* Что нужно сделать
Перепишите без изменений строки записей от самого начала до строки, содержащей «83 44 L 82 44», включительно.

* Предоставленные записи
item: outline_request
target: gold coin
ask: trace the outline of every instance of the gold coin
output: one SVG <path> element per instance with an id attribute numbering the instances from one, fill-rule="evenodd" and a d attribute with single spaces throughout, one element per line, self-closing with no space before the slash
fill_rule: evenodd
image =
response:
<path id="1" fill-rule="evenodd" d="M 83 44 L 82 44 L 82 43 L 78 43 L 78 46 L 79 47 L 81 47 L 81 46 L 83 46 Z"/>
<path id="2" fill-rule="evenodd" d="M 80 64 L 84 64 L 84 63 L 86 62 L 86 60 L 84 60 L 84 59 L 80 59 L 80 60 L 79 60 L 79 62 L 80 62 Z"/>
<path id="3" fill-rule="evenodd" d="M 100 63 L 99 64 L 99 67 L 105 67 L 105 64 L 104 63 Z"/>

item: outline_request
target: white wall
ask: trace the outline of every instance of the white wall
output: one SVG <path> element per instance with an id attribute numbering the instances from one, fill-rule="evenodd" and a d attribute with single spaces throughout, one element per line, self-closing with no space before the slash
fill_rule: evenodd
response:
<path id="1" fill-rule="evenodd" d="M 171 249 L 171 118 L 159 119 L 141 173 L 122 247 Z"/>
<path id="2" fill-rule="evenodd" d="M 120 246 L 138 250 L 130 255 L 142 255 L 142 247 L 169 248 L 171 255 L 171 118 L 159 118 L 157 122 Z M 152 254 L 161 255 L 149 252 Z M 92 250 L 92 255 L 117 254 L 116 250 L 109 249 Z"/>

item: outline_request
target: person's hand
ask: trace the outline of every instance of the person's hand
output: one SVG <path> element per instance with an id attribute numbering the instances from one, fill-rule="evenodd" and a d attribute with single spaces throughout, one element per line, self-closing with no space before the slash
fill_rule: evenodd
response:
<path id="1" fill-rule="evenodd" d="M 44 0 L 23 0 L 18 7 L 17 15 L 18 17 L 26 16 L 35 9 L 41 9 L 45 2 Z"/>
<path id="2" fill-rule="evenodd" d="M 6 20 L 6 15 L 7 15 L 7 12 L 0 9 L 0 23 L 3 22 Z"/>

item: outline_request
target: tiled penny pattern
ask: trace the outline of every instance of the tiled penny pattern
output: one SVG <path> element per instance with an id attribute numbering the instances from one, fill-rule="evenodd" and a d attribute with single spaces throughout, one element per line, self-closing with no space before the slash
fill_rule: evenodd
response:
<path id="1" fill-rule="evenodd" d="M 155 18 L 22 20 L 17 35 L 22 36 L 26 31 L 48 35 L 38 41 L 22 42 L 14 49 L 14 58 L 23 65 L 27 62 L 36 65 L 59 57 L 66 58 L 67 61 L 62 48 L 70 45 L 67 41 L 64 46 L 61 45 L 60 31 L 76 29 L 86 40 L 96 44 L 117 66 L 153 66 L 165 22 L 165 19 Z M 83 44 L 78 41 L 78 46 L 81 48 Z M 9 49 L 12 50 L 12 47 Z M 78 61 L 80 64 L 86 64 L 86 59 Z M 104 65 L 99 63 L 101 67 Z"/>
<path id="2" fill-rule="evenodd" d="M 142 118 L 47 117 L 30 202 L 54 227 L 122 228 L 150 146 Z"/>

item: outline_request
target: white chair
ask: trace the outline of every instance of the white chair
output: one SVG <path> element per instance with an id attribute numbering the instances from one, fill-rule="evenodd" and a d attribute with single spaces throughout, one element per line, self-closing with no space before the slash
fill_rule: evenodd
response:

* Правильный ответ
item: outline_request
target: gold coin
ask: trace the outline of every instance of the gold coin
output: one SVG <path> element per instance with an id attribute numbering the instances from one, fill-rule="evenodd" and a d attribute with single spaces throughout, one element per line, self-closing with no space before the slash
fill_rule: evenodd
image =
response:
<path id="1" fill-rule="evenodd" d="M 83 44 L 82 44 L 82 43 L 78 43 L 78 46 L 79 47 L 81 47 L 81 46 L 83 46 Z"/>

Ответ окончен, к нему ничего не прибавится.